• _本文抜粋_:
====

ゲノムインプリンティング異常症5疾患の実態把握に関する全国多施設共同研究

文献情報

文献番号
200936191A
報告書区分
総括
研究課題名
ゲノムインプリンティング異常症5疾患の実態把握に関する全国多施設共同研究
課題番号
H21-難治・一般-136
研究年度
平成21(2009)年度
研究代表者(所属機関)
有馬 隆博(東北大学 未来医工学治療開発センター)
研究分担者(所属機関)
  • 松原 洋一(東北大学大学院医学系研究科臨床遺伝学)
  • 八重樫 伸生(東北大学大学院医学系研究科発生・発達医学講座婦人学)
  • 秦 健一郎(国立成育医療センター周産期病態研究部)
  • 加藤 聖子(順天堂大学医学部産婦人科学講座)
  • 栗山 進一(東北大学大学院医学系研究科公衆衛生学分野)
研究区分
厚生労働科学研究費補助金 疾病・障害対策研究分野 難治性疾患克服研究
研究開始年度
平成21(2009)年度
研究終了予定年度
平成21(2009)年度
研究費
20,000,000円
研究者交替、所属機関変更
-

研究報告書(概要版)

研究目的
本研究では、先天性ゲノムインプリンティング異常症:Beckwith-Wiedermann症候群(BWS)、Angelman症候群(AS)、Prader-Willi症候群(PWS)、Silver-Russell症候群(SRS)、新生児一過性糖尿病(TNDM)5疾患について、全国規模の疫学調査を行い、インプリント病の発生頻度、病態、治療実態の把握を行う。さらに、試料の収集と遺伝子診断を行い、発症機序と影響を受ける遺伝子の解析を行う。さらに生殖補助医療やメチル化異常との関連について実態を把握し、リスク要因について評価する。
研究方法
本調査は、受療患者数推計のため、療育センターや重症心身障害者施設含む多施設の産科・小児科医の協力下に第1次調査(調査対象科3158科)と、臨床疫学像実態把握のための第2次調査(14項目)に分けて実施した。さらに試料DNAを用いて遺伝子(メチル化)解析を行なった。
結果と考察
調査対象科3158科のうち、1602科から有効回答があり(有効回答率56.3%)、報告患者総数は1818人であった。BWSが216人、ASが415人、PWSが992人、SRSが161人、TNDMが34人。第1次調査報告患者1818例のうち27.7%にあたる504例の第2次調査票を回収。AS以外の4疾患で、近年増加傾向にあることが示唆された。特にBWS、SRSは最近5?10年間に急増。PWS、BWS、AS、SRSの疾患のそれぞれ1.5%、8.6%、1.6%、9.5%が不妊治療を受けていた。またほとんどの症例は体外受精(IVF)あるいは顕微授精(ICSI)によるもので、いずれの4疾患も発症率は高く、特にSRSでは11.2倍、BWSでは10倍と高値を示した。

====

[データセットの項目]
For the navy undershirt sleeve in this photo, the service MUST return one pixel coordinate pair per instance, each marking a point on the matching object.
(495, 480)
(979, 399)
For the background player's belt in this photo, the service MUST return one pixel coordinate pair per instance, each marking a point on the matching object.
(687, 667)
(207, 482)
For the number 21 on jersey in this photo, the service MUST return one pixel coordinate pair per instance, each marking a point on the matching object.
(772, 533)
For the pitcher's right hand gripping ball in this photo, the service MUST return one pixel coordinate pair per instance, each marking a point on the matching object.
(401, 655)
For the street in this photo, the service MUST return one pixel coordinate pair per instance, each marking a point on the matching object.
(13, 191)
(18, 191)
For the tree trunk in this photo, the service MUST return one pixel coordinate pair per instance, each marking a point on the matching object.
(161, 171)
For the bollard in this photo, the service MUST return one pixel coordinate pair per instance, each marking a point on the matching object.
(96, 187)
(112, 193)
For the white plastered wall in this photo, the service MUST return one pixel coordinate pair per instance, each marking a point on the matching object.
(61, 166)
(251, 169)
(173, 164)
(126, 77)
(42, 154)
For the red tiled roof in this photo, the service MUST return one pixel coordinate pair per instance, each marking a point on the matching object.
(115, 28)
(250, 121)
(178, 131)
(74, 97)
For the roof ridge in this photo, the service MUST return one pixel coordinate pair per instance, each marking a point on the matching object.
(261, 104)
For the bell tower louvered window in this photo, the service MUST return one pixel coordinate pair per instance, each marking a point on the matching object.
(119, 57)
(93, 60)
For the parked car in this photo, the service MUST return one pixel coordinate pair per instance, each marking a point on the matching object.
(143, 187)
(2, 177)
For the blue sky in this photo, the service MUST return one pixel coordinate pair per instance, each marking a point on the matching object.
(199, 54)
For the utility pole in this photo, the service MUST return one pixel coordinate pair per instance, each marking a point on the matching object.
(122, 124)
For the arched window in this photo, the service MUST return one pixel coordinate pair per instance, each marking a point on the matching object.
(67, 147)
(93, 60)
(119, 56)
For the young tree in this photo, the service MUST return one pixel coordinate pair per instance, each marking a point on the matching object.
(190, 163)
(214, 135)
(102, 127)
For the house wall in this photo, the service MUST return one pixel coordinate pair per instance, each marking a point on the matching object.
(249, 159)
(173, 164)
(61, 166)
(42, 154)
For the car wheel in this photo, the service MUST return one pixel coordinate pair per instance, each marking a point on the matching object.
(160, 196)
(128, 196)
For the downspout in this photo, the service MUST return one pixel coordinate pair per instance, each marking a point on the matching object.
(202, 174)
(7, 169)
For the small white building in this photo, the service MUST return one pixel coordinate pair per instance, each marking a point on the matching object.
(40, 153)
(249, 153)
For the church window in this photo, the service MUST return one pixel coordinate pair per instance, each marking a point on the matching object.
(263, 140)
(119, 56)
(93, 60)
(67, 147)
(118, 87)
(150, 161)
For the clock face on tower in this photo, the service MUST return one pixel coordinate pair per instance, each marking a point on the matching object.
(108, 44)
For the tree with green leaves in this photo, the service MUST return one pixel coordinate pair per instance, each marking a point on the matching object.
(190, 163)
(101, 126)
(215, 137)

====

本文の研究目的で調査対象とされている先天性ゲノムインプリンティング異常症の疾患名を、略称を添えてすべて挙げよ。

・Beckwith-Wiedermann症候群(BWS)
・Angelman症候群(AS)
・Prader-Willi症候群(PWS)
・Silver-Russell症候群(SRS)
・新生児一過性糖尿病(TNDM)